*GOAL OF THE EXERCISE*.
Below are entries; copy exactly the lines from the one with "yeah could you locate the bicycle" through the one with "yeah could you locate the foreground", both included, and leave out the rest.

*PROVIDED RECORDS*.
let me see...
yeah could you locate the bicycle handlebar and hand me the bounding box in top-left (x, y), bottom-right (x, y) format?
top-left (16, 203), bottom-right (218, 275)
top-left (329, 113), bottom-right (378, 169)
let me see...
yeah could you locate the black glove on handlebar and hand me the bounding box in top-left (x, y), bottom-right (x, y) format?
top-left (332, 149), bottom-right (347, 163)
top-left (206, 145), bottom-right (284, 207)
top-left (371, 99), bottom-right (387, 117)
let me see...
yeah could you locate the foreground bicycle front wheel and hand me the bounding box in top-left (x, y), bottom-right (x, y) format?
--
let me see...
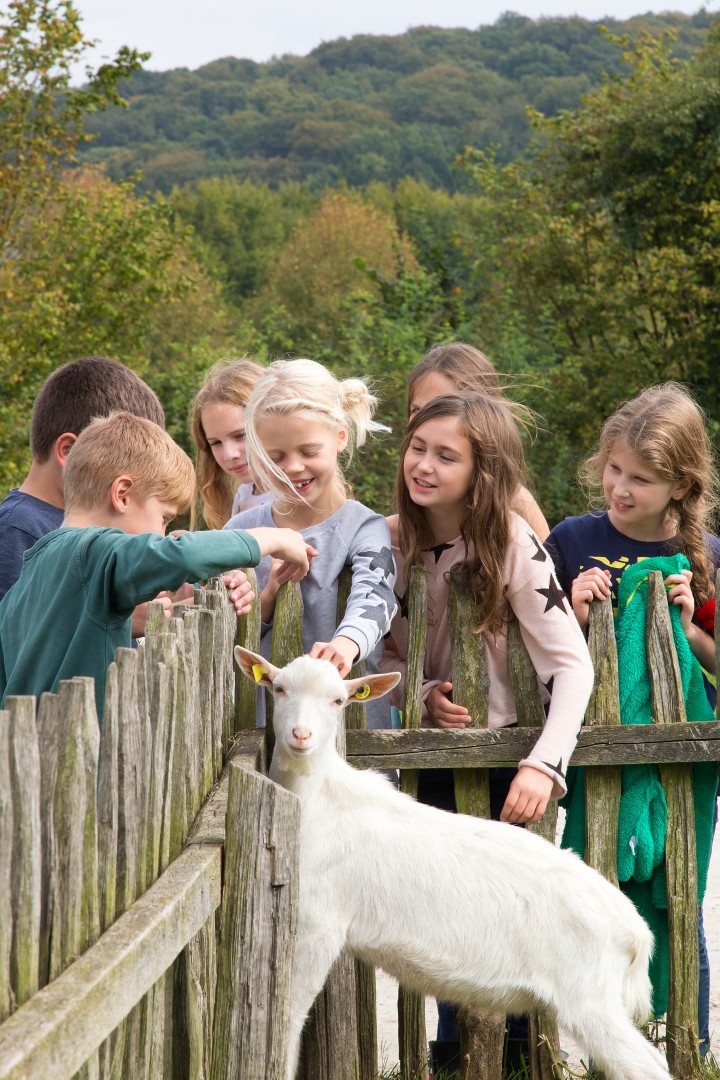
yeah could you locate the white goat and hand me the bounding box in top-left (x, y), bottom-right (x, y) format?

*RESULT*.
yeah could you locate the bicycle handlebar and hand me the bounding box in top-left (x, y), bottom-right (x, y) format?
top-left (16, 203), bottom-right (218, 275)
top-left (329, 113), bottom-right (378, 169)
let me see...
yeah could you locate the black glove on handlebar and hand me the bounding box in top-left (x, y), bottom-right (x, y) format?
top-left (332, 149), bottom-right (347, 163)
top-left (206, 145), bottom-right (284, 207)
top-left (371, 99), bottom-right (387, 117)
let me see...
yeah could you locate the foreground bicycle front wheel and hand me the bounding box in top-left (x, y), bottom-right (x, y) format?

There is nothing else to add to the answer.